══ Источник ══

Версия о размещении города 1604 г. на юговосточном отроге Воскресенской горы получила продолжение, согласно которому новый город 1648 г. будто бы построили на южном мысе внутри стен верхнего острога. В «Росписи» 1627 г. есть указание на то, что город и острог имели, видимо, одну общую стену: «Стена городовая передняя от острогу», а в ней «ворота из острогу в город» [10. С. 26]. Раз «старый» город якобы занимал юго-восточный отрог, то смежный с ним острог должен был находиться на южном мысе, разрастаясь в северном направлении. Вместе с обрушением склонов южного мыса исчезли и остатки стен острога, поэтому в ходе раскопок они не могли быть обнаружены [7. С. 103, 105, 106].

Эту гипотезу нельзя принять ни с археологической, ни с исторической точки зрения.

Сначала об археологической стороне вопроса. Дело не в изменении формы и размеров южного мыса вследствие не столько осыпания, сколько подрывания его склонов горожанами, а в том, что внутренняя площадь острога, где бы он ни располагался, была плотно застроена усадьбами с разнообразным комплексом построек. За 44 года (с 1604 по 1648 гг.) происходили перестройки, перепланировки, ремонты и т.д., нарастал культурный слой, в котором откладывались овеществлённые следы насыщенной жизни города. Если бы острог с начала XVII в. занимал южный мыс, то сооружения нового города-кремля стояли бы на остатках острожной застройки, под кремлёвскими стенами находились бы пусть не стены острога, но другие объекты. Полное уничтожение предшествующего поселения последующей застройкой невозможно. Намеренное уничтожение ранней застройки также отражается в стратиграфии памятника и «читается» археологом. Обо всём этом написано в [3. С. 30, 31, 84, 85].

═══
══ Предоставленные строки ══

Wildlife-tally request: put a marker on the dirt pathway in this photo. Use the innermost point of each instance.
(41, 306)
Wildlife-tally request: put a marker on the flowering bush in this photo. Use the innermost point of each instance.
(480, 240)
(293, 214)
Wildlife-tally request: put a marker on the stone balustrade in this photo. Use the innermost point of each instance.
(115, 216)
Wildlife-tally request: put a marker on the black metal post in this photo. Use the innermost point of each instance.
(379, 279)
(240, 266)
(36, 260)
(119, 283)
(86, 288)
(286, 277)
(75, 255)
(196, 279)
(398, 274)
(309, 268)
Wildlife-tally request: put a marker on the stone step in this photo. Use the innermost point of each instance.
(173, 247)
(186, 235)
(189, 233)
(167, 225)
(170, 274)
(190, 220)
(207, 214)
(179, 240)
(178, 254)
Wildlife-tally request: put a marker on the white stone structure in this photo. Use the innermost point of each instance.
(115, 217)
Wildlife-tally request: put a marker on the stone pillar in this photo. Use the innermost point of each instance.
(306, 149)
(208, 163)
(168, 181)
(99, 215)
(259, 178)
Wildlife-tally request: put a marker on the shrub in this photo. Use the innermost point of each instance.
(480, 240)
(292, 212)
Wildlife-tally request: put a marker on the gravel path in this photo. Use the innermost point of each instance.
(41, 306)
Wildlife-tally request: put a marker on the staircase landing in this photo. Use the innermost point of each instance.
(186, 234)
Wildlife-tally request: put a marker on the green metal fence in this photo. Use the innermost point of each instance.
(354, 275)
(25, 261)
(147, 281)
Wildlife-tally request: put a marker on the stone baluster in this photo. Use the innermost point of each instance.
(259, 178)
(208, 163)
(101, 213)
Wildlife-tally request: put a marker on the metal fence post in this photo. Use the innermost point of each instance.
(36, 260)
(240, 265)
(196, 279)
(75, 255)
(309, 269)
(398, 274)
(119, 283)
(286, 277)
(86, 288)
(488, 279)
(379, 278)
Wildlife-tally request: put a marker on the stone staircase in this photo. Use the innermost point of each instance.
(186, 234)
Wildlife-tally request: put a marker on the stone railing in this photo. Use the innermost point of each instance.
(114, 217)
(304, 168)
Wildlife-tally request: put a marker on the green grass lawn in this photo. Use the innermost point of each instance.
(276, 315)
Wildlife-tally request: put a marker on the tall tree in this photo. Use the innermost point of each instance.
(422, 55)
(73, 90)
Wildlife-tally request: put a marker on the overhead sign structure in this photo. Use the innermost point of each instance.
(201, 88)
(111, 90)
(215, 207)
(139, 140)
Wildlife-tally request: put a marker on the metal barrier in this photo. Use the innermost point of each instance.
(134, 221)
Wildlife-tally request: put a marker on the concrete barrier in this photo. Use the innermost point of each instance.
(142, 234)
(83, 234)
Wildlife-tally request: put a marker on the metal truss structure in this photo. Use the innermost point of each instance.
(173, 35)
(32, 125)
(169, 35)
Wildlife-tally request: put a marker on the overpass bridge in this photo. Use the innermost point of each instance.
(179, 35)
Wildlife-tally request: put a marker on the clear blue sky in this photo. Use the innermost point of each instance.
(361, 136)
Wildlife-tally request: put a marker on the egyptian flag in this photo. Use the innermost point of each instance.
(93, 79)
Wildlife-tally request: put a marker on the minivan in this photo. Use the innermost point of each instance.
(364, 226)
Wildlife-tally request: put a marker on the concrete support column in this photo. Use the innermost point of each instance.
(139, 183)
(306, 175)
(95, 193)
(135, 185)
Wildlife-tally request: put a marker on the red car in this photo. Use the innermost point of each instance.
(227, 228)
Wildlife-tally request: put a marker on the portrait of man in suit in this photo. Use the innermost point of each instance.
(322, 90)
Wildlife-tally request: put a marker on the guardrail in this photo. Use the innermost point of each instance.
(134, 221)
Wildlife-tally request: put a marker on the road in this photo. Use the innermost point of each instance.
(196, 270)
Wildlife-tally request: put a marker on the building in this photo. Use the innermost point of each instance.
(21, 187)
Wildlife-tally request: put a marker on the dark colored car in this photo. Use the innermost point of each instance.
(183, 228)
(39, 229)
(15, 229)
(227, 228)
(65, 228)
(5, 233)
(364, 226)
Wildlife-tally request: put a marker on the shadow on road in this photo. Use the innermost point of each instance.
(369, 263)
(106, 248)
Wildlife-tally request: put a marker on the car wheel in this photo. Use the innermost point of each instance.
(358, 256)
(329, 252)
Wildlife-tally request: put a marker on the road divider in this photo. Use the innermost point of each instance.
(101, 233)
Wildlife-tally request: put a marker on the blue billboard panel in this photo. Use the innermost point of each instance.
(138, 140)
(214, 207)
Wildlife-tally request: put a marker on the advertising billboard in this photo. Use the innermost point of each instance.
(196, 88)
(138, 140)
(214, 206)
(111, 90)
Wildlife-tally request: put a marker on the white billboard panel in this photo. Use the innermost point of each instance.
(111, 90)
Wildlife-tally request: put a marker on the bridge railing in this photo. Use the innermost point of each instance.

═══

● **Что сделать**: Приведи полностью, слово в слово, текст выше о месте острога и города 1648 г.

● **Результат**:
Версия о размещении города 1604 г. на юговосточном отроге Воскресенской горы получила продолжение, согласно которому новый город 1648 г. будто бы построили на южном мысе внутри стен верхнего острога. В «Росписи» 1627 г. есть указание на то, что город и острог имели, видимо, одну общую стену: «Стена городовая передняя от острогу», а в ней «ворота из острогу в город» [10. С. 26]. Раз «старый» город якобы занимал юго-восточный отрог, то смежный с ним острог должен был находиться на южном мысе, разрастаясь в северном направлении. Вместе с обрушением склонов южного мыса исчезли и остатки стен острога, поэтому в ходе раскопок они не могли быть обнаружены [7. С. 103, 105, 106].

Эту гипотезу нельзя принять ни с археологической, ни с исторической точки зрения.

Сначала об археологической стороне вопроса. Дело не в изменении формы и размеров южного мыса вследствие не столько осыпания, сколько подрывания его склонов горожанами, а в том, что внутренняя площадь острога, где бы он ни располагался, была плотно застроена усадьбами с разнообразным комплексом построек. За 44 года (с 1604 по 1648 гг.) происходили перестройки, перепланировки, ремонты и т.д., нарастал культурный слой, в котором откладывались овеществлённые следы насыщенной жизни города. Если бы острог с начала XVII в. занимал южный мыс, то сооружения нового города-кремля стояли бы на остатках острожной застройки, под кремлёвскими стенами находились бы пусть не стены острога, но другие объекты. Полное уничтожение предшествующего поселения последующей застройкой невозможно. Намеренное уничтожение ранней застройки также отражается в стратиграфии памятника и «читается» археологом. Обо всём этом написано в [3. С. 30, 31, 84, 85].